▶ What is being asked
Count how many lines of the material below contain the word "face" and reply with only that number.

▶ Data for the task
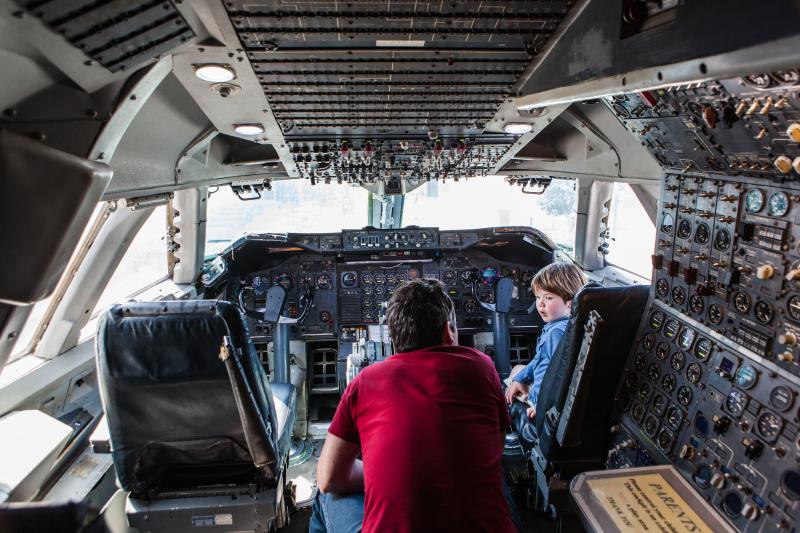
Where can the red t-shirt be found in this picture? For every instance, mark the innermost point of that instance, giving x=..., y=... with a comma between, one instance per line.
x=430, y=425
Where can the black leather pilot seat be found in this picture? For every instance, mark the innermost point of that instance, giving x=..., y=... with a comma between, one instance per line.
x=555, y=460
x=194, y=423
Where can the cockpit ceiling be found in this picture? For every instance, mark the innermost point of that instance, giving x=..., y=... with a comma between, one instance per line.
x=393, y=69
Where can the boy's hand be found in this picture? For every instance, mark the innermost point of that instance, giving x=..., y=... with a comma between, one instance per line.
x=515, y=389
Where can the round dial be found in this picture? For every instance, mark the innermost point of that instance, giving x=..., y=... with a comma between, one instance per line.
x=662, y=350
x=722, y=240
x=662, y=287
x=703, y=348
x=686, y=338
x=778, y=204
x=769, y=425
x=753, y=201
x=696, y=304
x=656, y=320
x=741, y=301
x=671, y=329
x=735, y=402
x=668, y=383
x=684, y=396
x=746, y=376
x=781, y=398
x=702, y=234
x=694, y=372
x=667, y=223
x=684, y=229
x=793, y=307
x=678, y=295
x=714, y=314
x=763, y=312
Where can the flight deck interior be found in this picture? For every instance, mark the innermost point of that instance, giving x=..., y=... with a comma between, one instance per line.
x=206, y=206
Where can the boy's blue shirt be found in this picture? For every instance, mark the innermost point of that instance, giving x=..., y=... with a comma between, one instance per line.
x=533, y=374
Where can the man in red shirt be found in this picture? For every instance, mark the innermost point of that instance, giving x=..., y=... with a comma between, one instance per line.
x=429, y=424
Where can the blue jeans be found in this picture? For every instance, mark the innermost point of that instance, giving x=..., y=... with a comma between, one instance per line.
x=333, y=514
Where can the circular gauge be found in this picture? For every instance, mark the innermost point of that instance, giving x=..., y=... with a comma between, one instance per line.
x=702, y=476
x=323, y=282
x=759, y=81
x=648, y=341
x=684, y=395
x=653, y=372
x=489, y=276
x=662, y=350
x=741, y=301
x=678, y=295
x=665, y=440
x=793, y=307
x=769, y=425
x=674, y=418
x=694, y=372
x=671, y=328
x=696, y=304
x=753, y=201
x=668, y=383
x=790, y=484
x=637, y=412
x=778, y=204
x=662, y=287
x=686, y=338
x=735, y=402
x=722, y=240
x=645, y=390
x=763, y=312
x=786, y=77
x=667, y=223
x=651, y=425
x=715, y=314
x=659, y=405
x=781, y=398
x=684, y=229
x=656, y=320
x=746, y=377
x=702, y=234
x=349, y=279
x=703, y=348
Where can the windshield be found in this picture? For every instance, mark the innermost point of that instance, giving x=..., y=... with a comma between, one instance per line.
x=489, y=202
x=292, y=206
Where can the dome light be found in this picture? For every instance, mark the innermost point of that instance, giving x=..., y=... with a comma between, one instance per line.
x=517, y=128
x=214, y=73
x=248, y=129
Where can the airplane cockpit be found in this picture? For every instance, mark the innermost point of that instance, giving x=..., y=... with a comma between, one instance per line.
x=207, y=208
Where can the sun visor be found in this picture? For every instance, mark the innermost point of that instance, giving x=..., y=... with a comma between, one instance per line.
x=47, y=199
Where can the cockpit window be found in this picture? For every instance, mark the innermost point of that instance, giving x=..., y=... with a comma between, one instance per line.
x=490, y=201
x=291, y=206
x=630, y=227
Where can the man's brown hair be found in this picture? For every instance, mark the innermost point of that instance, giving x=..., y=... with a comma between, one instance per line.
x=562, y=279
x=417, y=314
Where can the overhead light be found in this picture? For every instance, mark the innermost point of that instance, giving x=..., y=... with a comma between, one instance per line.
x=214, y=73
x=248, y=129
x=517, y=128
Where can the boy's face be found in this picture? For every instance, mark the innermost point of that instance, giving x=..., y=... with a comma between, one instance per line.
x=550, y=306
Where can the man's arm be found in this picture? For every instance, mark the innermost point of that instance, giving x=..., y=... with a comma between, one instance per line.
x=338, y=470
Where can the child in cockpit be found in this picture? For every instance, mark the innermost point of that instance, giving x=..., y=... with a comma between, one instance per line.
x=554, y=287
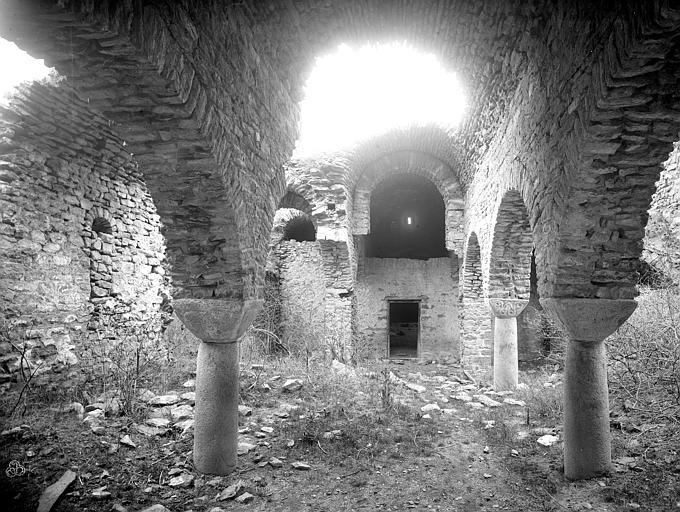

▶ Result of this exercise
1